RECORDS SUPPLIED »
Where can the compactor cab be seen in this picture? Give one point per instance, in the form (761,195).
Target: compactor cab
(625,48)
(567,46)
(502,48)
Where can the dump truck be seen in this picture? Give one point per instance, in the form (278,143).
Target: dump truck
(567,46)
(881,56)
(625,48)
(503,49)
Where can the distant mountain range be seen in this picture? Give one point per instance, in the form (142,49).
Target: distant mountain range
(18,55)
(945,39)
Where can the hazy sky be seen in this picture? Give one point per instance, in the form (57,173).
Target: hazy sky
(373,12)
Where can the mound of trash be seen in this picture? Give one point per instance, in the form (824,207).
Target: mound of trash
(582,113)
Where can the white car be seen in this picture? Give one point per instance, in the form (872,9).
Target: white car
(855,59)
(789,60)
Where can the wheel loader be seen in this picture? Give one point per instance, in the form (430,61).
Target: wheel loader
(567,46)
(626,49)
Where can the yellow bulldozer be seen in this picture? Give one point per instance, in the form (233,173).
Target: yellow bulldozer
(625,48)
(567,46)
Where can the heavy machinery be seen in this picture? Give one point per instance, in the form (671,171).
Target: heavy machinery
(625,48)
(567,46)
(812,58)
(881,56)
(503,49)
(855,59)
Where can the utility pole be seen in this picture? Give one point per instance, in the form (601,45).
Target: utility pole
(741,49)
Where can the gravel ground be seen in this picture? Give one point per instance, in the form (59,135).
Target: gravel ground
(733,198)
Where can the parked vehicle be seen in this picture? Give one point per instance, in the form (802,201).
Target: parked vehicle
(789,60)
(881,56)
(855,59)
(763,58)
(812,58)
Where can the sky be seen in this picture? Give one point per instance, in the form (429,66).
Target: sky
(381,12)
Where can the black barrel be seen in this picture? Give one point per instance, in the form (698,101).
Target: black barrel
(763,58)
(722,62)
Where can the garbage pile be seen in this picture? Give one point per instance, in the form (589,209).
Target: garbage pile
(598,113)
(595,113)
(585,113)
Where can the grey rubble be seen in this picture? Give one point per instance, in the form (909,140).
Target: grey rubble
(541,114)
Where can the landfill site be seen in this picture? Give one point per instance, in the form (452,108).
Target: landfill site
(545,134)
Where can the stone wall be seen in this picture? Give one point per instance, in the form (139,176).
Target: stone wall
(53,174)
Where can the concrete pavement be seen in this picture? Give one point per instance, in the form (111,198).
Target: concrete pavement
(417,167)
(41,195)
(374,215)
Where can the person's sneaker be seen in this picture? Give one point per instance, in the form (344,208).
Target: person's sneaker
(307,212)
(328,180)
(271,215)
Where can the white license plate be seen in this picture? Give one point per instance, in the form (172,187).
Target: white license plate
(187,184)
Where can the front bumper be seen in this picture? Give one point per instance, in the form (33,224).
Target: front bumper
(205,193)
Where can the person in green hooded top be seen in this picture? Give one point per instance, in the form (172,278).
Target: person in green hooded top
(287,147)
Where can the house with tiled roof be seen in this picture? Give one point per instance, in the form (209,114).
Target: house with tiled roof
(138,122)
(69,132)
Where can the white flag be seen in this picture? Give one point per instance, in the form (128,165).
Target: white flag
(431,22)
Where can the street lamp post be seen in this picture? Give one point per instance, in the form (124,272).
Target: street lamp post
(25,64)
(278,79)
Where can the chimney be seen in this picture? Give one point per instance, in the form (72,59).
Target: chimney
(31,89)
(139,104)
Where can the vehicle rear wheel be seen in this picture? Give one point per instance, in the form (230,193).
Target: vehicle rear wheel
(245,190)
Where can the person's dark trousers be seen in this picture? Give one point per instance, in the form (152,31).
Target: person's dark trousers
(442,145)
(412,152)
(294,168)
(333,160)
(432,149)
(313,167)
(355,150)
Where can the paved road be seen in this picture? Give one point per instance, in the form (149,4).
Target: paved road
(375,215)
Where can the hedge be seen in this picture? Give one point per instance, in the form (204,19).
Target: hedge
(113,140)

PROBLEM DETAILS » All lines from the one that contains "Target: vehicle rear wheel" to the end of the records above are to be copied exactly; leave out the rest.

ANSWER AREA »
Target: vehicle rear wheel
(245,190)
Where can the person's dark trousers be seen in this picture? Give one point per instance, in the form (152,31).
Target: person's dark trousers
(442,145)
(412,152)
(294,168)
(333,160)
(432,149)
(313,167)
(355,150)
Where can the paved road be seen in this picture? Give one point per instance, in the form (149,4).
Target: paved road
(375,215)
Where can the hedge be seen in this picture? Give one point per instance, in the form (204,19).
Target: hedge
(113,140)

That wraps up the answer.